Directions
Return only the portion of the data below that starts with the line containing "Put a pin on every instance of the trimmed" and ends with the line containing "x=113 y=323", both included, repeating each line character for character.

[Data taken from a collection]
══════════════════════════════

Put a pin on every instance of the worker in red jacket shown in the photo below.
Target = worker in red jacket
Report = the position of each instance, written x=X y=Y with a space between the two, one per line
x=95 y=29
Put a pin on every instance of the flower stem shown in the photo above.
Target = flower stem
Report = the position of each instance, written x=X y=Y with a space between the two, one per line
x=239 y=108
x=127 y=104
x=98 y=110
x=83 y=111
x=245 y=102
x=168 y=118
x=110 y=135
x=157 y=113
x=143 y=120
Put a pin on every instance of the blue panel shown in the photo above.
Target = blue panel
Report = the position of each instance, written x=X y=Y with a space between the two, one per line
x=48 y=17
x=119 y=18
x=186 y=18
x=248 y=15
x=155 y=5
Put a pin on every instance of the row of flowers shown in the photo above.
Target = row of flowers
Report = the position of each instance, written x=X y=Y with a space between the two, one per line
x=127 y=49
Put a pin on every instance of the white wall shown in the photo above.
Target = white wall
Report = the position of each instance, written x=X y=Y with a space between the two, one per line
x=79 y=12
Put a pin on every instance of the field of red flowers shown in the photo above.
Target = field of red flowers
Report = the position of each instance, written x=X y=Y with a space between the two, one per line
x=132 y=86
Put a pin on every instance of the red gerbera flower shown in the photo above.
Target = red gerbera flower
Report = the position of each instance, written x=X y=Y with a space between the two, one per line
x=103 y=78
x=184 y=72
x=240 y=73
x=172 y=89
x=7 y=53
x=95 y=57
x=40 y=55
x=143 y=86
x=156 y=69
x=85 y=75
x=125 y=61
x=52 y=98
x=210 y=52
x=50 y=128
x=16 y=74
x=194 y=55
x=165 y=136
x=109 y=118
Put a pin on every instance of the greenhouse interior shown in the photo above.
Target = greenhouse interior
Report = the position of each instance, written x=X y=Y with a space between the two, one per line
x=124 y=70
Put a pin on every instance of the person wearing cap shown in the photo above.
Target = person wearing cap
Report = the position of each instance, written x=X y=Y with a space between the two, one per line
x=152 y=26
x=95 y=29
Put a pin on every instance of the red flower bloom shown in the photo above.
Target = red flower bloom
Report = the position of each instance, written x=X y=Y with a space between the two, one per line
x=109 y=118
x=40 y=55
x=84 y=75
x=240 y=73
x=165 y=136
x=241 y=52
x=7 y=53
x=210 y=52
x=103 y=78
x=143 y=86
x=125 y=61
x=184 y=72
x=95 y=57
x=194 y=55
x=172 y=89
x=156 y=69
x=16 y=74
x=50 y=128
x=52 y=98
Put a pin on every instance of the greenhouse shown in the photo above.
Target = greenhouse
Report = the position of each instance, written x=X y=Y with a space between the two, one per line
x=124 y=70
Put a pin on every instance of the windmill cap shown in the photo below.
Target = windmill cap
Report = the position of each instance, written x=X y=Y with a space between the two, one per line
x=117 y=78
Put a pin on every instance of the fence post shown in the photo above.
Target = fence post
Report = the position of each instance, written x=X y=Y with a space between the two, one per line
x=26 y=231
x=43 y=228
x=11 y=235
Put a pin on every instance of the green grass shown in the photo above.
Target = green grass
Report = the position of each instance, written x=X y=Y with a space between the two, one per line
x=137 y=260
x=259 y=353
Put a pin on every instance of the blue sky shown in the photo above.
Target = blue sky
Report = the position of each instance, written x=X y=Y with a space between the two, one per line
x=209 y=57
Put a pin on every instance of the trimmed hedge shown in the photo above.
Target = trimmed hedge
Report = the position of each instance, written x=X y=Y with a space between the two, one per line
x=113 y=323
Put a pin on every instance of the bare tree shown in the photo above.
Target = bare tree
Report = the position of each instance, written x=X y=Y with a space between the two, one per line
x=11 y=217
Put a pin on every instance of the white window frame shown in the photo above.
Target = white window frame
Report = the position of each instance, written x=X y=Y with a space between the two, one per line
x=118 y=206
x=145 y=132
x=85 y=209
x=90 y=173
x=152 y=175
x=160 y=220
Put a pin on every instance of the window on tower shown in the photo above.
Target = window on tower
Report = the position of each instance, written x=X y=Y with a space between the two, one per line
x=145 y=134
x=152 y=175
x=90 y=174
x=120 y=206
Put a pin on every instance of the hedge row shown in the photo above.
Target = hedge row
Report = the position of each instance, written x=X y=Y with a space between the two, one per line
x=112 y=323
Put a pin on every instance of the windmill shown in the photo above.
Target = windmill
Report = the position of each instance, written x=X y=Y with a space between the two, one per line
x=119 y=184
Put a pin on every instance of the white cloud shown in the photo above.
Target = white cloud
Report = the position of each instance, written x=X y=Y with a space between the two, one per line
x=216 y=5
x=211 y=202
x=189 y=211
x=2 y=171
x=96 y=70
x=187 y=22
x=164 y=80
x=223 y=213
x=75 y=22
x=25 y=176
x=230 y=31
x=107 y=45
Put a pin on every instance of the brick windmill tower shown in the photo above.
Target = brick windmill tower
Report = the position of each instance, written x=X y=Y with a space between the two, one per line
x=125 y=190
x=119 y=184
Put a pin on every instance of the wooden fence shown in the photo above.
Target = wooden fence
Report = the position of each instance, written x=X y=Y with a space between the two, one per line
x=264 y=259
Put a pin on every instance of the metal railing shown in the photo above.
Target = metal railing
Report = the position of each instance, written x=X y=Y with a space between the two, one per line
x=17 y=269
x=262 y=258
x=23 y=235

══════════════════════════════

Problem solution
Put a pin on every instance of the trimmed hedge shown in the photo above.
Target = trimmed hedge
Report = the position of each instance, written x=X y=Y with a space between the two, one per line
x=113 y=323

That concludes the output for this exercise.